Required work: Scale the entries from the start up to and including the line with "(1129, 318)". Rewrite only those lines in full, requests included, and multiply every coordinate in the answers by 0.75, rounding to whole numbers with halves rounded up.

--- start Supplied entries ---

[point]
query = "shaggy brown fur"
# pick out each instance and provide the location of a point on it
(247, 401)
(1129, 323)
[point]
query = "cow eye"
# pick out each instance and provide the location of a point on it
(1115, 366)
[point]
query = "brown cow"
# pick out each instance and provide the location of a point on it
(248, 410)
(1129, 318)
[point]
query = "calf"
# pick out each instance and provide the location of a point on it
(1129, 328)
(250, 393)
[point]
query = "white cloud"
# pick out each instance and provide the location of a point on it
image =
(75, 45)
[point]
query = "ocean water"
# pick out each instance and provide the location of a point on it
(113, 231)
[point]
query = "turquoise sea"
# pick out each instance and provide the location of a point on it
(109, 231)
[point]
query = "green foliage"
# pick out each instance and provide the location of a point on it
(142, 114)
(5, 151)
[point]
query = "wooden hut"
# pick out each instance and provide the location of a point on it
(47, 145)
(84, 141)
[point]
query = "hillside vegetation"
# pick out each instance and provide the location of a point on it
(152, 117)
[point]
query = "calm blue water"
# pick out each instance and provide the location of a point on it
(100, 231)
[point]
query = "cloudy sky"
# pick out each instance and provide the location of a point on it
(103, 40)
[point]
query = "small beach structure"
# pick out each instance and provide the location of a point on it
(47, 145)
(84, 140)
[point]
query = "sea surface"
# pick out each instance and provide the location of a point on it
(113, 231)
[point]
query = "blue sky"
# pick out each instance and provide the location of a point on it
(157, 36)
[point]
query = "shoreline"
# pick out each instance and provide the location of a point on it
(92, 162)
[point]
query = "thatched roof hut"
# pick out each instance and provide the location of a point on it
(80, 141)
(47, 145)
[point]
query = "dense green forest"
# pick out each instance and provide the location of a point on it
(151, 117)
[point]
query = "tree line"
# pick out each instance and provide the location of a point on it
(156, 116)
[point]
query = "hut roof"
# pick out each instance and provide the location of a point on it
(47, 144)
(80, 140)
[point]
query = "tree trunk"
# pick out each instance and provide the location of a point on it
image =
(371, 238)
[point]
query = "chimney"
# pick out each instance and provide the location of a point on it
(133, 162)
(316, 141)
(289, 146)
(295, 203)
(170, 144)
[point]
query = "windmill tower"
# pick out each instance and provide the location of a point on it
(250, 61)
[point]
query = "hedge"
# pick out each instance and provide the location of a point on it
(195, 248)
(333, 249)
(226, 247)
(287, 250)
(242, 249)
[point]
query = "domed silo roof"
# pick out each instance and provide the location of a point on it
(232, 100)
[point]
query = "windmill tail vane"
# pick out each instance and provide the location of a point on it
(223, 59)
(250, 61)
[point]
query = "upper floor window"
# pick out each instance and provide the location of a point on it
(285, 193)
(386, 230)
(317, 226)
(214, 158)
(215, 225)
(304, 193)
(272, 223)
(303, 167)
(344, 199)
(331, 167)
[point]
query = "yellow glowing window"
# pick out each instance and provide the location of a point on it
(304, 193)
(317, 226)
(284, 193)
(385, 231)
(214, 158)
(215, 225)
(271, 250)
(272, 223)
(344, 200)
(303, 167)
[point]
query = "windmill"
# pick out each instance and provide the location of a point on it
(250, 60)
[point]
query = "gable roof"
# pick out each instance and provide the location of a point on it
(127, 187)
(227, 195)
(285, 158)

--- end Supplied entries ---

Final result:
[point]
query = "shaggy brown fur"
# pick out each instance and provide the location of a point on it
(185, 301)
(847, 242)
[point]
query = "cow eye"
# pick out each instance and provide the location of a point on it
(836, 275)
[point]
query = "brown cow"
# pick out each instance and provide the location of a point on it
(186, 308)
(847, 239)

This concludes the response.